=== TASK TO CARRY OUT ===
What appears from the first line of the data below through the line containing "label: chair armrest", both included, should be copied exactly, and nothing else.
----------
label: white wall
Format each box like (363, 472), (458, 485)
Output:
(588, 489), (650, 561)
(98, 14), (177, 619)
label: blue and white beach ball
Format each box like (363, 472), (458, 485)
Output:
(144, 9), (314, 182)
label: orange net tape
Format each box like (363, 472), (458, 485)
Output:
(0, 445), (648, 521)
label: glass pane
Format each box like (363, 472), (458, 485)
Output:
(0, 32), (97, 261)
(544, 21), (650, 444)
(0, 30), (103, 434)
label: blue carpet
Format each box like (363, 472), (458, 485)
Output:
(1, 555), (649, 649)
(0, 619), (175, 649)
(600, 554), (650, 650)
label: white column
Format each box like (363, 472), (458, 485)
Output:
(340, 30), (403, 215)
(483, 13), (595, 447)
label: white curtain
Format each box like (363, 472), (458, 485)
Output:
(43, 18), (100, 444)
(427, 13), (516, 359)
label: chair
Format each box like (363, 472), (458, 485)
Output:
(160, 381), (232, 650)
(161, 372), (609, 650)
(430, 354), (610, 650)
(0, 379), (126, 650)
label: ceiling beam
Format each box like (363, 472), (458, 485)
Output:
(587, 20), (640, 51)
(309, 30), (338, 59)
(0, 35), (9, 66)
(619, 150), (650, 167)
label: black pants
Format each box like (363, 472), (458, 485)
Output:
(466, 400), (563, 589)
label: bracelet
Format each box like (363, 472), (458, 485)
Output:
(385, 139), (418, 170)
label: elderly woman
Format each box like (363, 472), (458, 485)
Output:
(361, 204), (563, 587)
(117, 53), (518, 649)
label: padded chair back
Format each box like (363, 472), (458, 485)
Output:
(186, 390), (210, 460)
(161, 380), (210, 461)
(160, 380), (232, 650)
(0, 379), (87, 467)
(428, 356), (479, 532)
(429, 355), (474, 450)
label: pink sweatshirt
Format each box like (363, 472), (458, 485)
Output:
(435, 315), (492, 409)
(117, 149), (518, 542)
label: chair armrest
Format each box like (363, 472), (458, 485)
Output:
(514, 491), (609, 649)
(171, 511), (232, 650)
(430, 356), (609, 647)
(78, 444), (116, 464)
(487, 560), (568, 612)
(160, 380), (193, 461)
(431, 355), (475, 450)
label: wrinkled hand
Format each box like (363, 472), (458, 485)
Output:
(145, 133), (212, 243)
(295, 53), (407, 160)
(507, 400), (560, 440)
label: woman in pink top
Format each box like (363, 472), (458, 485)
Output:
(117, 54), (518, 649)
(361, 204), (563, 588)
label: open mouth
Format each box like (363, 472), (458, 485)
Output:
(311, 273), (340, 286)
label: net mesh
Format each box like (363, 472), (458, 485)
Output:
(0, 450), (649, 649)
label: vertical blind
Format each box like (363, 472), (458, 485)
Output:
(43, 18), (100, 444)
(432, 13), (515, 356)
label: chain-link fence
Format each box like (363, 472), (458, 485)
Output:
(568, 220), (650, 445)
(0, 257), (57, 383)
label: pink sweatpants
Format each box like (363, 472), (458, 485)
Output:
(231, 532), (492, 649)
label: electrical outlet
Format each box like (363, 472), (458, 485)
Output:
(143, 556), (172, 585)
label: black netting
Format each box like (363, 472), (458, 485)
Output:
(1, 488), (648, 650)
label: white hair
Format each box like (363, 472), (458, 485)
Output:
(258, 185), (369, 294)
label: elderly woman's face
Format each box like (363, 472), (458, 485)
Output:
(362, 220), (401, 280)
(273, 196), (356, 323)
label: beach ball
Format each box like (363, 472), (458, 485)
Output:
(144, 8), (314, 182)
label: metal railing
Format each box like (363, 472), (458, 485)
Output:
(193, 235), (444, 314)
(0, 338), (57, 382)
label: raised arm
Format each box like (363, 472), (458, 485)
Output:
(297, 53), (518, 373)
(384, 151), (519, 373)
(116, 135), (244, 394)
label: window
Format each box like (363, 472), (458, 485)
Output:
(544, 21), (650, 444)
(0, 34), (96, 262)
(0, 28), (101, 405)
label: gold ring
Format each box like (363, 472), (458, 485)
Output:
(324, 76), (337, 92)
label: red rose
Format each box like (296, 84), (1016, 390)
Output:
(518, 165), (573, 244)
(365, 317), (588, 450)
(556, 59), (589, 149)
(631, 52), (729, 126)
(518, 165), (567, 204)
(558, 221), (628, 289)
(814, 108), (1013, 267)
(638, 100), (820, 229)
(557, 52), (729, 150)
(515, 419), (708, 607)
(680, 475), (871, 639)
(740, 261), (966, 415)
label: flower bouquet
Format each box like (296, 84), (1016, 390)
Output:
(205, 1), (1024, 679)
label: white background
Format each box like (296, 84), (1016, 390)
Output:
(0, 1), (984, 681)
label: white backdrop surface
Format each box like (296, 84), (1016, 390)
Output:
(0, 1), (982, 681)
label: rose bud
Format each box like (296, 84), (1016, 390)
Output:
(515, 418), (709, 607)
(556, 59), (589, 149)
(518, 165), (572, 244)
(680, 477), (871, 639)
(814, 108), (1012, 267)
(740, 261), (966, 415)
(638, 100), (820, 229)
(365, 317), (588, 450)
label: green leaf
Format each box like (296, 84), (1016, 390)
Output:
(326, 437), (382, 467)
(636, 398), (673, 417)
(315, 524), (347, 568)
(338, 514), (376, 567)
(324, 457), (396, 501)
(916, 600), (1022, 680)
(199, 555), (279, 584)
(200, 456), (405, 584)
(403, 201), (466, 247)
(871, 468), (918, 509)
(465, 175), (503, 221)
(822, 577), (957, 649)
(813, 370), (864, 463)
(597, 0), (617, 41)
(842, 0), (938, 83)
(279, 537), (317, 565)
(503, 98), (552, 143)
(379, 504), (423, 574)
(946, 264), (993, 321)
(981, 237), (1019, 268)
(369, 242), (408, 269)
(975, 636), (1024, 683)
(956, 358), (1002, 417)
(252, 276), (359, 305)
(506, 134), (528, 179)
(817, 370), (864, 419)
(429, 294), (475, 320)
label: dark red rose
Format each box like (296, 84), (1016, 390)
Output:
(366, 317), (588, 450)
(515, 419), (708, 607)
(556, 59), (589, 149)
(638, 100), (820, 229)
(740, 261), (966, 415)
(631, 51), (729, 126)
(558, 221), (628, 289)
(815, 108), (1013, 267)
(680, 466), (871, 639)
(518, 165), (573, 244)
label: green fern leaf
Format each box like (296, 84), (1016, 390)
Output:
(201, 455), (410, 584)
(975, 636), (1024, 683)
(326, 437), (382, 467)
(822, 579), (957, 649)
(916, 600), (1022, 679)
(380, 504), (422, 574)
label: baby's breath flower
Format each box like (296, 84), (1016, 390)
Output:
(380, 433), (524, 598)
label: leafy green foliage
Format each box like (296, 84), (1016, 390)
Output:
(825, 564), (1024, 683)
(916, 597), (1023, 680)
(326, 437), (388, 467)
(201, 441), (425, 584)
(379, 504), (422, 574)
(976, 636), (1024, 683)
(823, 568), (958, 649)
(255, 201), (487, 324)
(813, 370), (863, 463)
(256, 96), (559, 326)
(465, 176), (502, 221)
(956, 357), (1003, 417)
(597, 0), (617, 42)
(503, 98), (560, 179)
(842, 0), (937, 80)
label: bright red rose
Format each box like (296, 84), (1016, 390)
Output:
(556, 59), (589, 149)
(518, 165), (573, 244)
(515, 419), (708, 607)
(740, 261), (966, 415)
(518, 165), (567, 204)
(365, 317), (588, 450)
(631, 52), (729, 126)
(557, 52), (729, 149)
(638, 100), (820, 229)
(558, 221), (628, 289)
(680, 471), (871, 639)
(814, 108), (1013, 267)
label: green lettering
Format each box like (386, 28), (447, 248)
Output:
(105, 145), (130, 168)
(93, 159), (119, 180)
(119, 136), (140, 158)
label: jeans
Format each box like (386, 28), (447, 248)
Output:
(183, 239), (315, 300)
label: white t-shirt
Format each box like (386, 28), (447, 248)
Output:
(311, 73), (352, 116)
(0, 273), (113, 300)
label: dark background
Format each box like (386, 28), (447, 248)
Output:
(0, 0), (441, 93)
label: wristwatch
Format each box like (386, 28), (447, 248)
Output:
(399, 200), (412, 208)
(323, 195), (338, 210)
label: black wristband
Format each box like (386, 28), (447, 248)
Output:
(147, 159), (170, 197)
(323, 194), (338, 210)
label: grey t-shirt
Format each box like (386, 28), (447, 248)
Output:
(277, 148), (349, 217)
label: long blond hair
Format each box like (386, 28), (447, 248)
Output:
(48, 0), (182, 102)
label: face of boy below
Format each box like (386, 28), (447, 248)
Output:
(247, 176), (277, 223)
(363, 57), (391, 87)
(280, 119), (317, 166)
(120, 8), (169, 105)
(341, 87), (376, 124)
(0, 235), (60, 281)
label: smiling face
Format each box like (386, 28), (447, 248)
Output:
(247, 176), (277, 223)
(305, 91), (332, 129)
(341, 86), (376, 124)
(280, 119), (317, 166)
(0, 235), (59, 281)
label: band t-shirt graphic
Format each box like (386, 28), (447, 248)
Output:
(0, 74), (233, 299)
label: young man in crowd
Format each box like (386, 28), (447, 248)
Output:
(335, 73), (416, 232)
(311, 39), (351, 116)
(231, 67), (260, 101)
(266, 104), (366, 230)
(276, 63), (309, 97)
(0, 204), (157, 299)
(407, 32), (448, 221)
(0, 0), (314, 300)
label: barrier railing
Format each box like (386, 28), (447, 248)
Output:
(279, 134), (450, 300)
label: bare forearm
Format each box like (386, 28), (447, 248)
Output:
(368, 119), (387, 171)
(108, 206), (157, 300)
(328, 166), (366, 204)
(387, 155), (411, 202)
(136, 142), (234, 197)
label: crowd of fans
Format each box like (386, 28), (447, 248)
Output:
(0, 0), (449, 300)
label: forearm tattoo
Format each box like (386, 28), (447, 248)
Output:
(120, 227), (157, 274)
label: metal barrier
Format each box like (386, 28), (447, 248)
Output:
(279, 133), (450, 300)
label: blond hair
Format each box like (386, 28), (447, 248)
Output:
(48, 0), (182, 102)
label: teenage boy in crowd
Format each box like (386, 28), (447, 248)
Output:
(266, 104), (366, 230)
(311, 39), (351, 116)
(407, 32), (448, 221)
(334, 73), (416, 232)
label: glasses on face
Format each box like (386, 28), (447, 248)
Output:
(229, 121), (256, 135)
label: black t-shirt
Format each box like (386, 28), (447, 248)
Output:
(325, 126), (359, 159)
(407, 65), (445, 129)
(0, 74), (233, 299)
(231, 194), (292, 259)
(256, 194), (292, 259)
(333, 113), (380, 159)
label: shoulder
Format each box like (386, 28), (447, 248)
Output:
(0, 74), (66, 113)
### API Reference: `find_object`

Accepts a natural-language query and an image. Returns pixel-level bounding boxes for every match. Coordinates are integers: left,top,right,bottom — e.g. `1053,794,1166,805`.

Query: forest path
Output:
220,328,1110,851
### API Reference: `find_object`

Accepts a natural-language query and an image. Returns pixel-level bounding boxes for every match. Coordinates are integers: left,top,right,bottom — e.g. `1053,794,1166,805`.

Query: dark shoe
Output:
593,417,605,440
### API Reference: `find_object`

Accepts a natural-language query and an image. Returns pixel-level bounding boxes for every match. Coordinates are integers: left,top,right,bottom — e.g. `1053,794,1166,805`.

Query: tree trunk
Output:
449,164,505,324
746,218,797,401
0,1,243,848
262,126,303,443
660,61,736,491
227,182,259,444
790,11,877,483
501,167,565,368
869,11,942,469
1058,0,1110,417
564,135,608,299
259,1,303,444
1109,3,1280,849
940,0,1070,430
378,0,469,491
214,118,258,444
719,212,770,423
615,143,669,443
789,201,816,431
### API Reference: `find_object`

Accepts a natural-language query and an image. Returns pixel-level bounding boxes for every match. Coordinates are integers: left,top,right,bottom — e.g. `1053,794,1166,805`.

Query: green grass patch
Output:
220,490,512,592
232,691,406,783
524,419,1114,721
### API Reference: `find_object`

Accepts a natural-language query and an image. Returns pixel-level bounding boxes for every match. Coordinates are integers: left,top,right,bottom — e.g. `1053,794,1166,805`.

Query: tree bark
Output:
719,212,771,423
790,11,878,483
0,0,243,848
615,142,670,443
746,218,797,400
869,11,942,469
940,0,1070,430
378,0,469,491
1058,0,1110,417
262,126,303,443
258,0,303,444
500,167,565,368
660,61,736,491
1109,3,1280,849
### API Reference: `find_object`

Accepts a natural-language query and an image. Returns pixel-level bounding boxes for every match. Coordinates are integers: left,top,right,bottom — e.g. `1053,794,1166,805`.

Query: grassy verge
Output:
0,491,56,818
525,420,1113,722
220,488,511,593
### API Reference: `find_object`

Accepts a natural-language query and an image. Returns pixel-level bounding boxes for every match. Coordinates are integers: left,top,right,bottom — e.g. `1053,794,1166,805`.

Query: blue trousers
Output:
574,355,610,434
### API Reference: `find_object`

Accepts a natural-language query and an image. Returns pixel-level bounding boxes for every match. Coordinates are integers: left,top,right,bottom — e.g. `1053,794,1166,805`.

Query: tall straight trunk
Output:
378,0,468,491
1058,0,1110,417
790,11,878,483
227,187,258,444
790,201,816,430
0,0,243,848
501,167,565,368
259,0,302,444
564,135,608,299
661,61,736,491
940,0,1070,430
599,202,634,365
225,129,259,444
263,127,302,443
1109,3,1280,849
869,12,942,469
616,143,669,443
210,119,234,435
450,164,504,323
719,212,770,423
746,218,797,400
----------
=== RESPONSE BELOW ===
label: white wall
Format each box like (363, 472), (458, 485)
Output:
(588, 489), (650, 561)
(98, 14), (177, 619)
label: blue and white beach ball
Format each box like (363, 472), (458, 485)
Output:
(144, 9), (314, 182)
label: orange net tape
Format each box like (363, 472), (458, 485)
Output:
(0, 445), (648, 521)
label: glass pane
Format each box like (363, 472), (458, 485)
Output:
(0, 32), (97, 261)
(544, 21), (650, 444)
(0, 30), (103, 434)
label: blue carpet
Format each box like (363, 472), (458, 485)
Output:
(1, 555), (649, 649)
(0, 619), (175, 649)
(600, 554), (650, 650)
label: white column
Format each box like (363, 472), (458, 485)
Output:
(340, 30), (403, 215)
(483, 13), (595, 447)
label: white curtain
Format each box like (363, 472), (458, 485)
Output:
(43, 18), (100, 444)
(427, 13), (516, 359)
label: chair
Format each box like (363, 472), (458, 485)
Output:
(160, 381), (232, 650)
(161, 372), (609, 650)
(430, 354), (610, 650)
(0, 379), (126, 650)
label: ceiling beam
Format each box like (363, 472), (458, 485)
Output:
(587, 20), (640, 51)
(309, 30), (338, 59)
(0, 35), (9, 66)
(619, 150), (650, 167)
label: black pants
Format each box like (363, 472), (458, 485)
Output:
(466, 400), (563, 589)
label: bracelet
Format each box like (363, 472), (458, 485)
Output:
(385, 139), (418, 170)
label: elderly woman
Format each box like (363, 472), (458, 485)
Output:
(361, 204), (563, 587)
(117, 53), (518, 649)
label: padded chair back
Format each box like (363, 472), (458, 485)
Output:
(186, 390), (210, 460)
(161, 380), (210, 461)
(160, 380), (232, 650)
(0, 379), (87, 467)
(428, 356), (479, 532)
(429, 355), (474, 450)
label: pink sweatshirt
Format each box like (363, 472), (458, 485)
Output:
(435, 315), (492, 409)
(117, 149), (518, 542)
label: chair armrest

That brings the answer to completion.